■ Conjunto de tarefas
#1 Diga se cada frase abaixo confere com o texto sobre o cemitério de Perus, respondendo sim ou não e citando as palavras do texto que decidem. (a) O forno do crematório foi encomendado a uma empresa inglesa. (b) O cemitério foi inaugurado em 1971 já com crematório. (c) Antes de Perus, os indigentes eram levados para o cemitério de Caieiras.
#2 Segundo o texto sobre o cemitério de Perus, que cargo Fábio Pereira Bueno ocupou de 1970 a 1974?
#3 Devolva, sem mudar nada, o trecho do texto sobre o cemitério de Perus que vai desde "O forno para" até "forno, sem controle.".

■ Texto de leitura
As condições para a existência da vala começaram em 1968 com a terraplanagem do terreno para a instalação do cemitério, antiga reivindicação da população de Pirituba e Perus.
Em registros documentais de 1969, a comissão verificou que no projeto do cemitério havia a previsão de construção de um crematório e o uso do local apenas para enterro de indigentes, mortos que não têm documentos e/ou não têm seus corpos reclamados por familiares.
O forno para o crematório já estava encomendado desde 1969 para a empresa inglesa Dowson & Mason. Ao analisar o projeto, no entanto, os ingleses questionaram a ausência de uma sala de cerimônia para as famílias se despedirem de seus entes. Também notaram que o acesso ao forno seria feito por portas de “vai-e-vem”, abertas o tempo todo, o que facilitaria a entrada de quem quisesse na área do forno, sem controle.
Em 1971, o cemitério foi inaugurado pelo então prefeito Paulo Maluf, mas sem crematório. Seu uso, no entanto, continuou definido como apenas para indigentes, deixando a população da região sem cemitério para enterrar seus mortos —à época, o cemitério de Caieiras, o mais próximo, estava lotado.
Chamou a atenção da CPI a insistência no uso do terreno para o enterro apenas de indigentes. Em seus dois depoimentos à comissão, Fábio Pereira Bueno, diretor do Departamento de Cemitérios da Prefeitura de 1970 a 1974, afirmou que a decisão aconteceu após entendimento com o IML (Instituto Médico Legal), na pessoa do médico legista Harry Shibata, então integrante da diretoria. Shibata argumentava que Perus seria o melhor destino para os indigentes por haver mais “facilidade de acesso do pessoal do IML” ao local. Até então os indigentes eram levados para o cemitério da Vila Formosa.

■ Dados brutos

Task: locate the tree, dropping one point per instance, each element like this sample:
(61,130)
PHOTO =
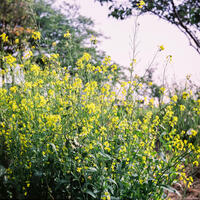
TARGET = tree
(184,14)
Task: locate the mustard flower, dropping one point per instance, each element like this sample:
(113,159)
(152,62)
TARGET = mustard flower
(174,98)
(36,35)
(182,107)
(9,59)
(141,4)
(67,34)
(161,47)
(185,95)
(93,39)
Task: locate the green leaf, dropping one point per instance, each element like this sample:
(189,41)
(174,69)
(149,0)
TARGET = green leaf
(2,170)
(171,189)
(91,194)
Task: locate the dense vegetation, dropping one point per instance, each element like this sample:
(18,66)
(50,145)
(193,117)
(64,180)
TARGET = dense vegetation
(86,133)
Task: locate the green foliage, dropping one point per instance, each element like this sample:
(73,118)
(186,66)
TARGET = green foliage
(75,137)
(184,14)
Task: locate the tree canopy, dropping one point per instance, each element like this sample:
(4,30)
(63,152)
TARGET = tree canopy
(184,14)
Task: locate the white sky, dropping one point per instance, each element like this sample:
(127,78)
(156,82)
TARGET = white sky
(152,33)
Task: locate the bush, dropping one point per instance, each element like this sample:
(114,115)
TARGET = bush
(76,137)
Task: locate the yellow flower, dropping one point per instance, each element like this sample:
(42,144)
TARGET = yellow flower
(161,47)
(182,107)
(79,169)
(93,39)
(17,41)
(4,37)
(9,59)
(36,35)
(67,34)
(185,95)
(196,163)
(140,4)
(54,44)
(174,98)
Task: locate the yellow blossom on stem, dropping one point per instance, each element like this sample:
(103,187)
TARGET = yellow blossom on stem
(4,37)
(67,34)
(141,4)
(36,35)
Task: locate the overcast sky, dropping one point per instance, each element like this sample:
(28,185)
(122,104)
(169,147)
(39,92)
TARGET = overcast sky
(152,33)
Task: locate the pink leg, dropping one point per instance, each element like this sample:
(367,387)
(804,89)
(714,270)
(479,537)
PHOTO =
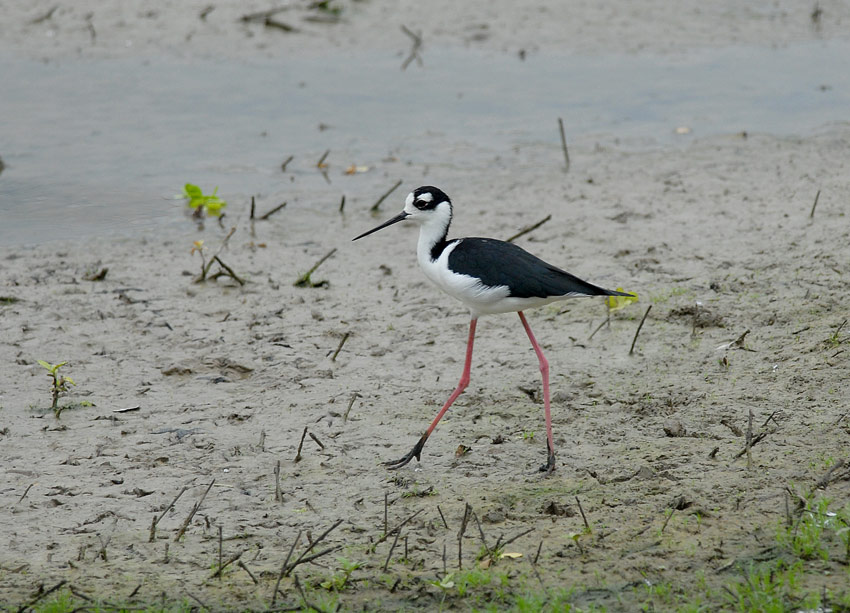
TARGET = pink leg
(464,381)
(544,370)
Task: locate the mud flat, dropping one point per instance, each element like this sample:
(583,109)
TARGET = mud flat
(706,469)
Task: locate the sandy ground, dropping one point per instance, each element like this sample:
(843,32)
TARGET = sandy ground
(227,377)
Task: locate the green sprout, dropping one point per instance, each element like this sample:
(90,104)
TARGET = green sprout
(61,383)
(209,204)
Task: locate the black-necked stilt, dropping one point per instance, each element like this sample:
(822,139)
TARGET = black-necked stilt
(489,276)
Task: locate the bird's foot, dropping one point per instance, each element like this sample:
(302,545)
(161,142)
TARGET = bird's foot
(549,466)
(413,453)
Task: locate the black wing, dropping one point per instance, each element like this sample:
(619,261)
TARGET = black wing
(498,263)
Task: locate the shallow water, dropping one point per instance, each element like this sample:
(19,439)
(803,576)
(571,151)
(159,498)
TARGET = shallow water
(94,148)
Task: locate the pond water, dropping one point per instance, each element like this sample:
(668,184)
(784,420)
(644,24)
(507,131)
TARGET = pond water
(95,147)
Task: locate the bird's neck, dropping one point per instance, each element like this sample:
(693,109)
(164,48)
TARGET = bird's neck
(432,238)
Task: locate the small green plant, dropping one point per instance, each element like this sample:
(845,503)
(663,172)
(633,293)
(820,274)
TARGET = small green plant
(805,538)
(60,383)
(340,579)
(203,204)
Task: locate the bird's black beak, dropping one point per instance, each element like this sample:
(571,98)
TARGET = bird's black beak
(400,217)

■ Respostas
#1
(a) Sim: "O forno para o crematório já estava encomendado desde 1969 para a empresa inglesa Dowson & Mason."
(b) Não: "Em 1971, o cemitério foi inaugurado pelo então prefeito Paulo Maluf, mas sem crematório."
(c) Não: "Até então os indigentes eram levados para o cemitério da Vila Formosa."

#2 Diretor do Departamento de Cemitérios da Prefeitura.

#3
O forno para o crematório já estava encomendado desde 1969 para a empresa inglesa Dowson & Mason. Ao analisar o projeto, no entanto, os ingleses questionaram a ausência de uma sala de cerimônia para as famílias se despedirem de seus entes. Também notaram que o acesso ao forno seria feito por portas de “vai-e-vem”, abertas o tempo todo, o que facilitaria a entrada de quem quisesse na área do forno, sem controle.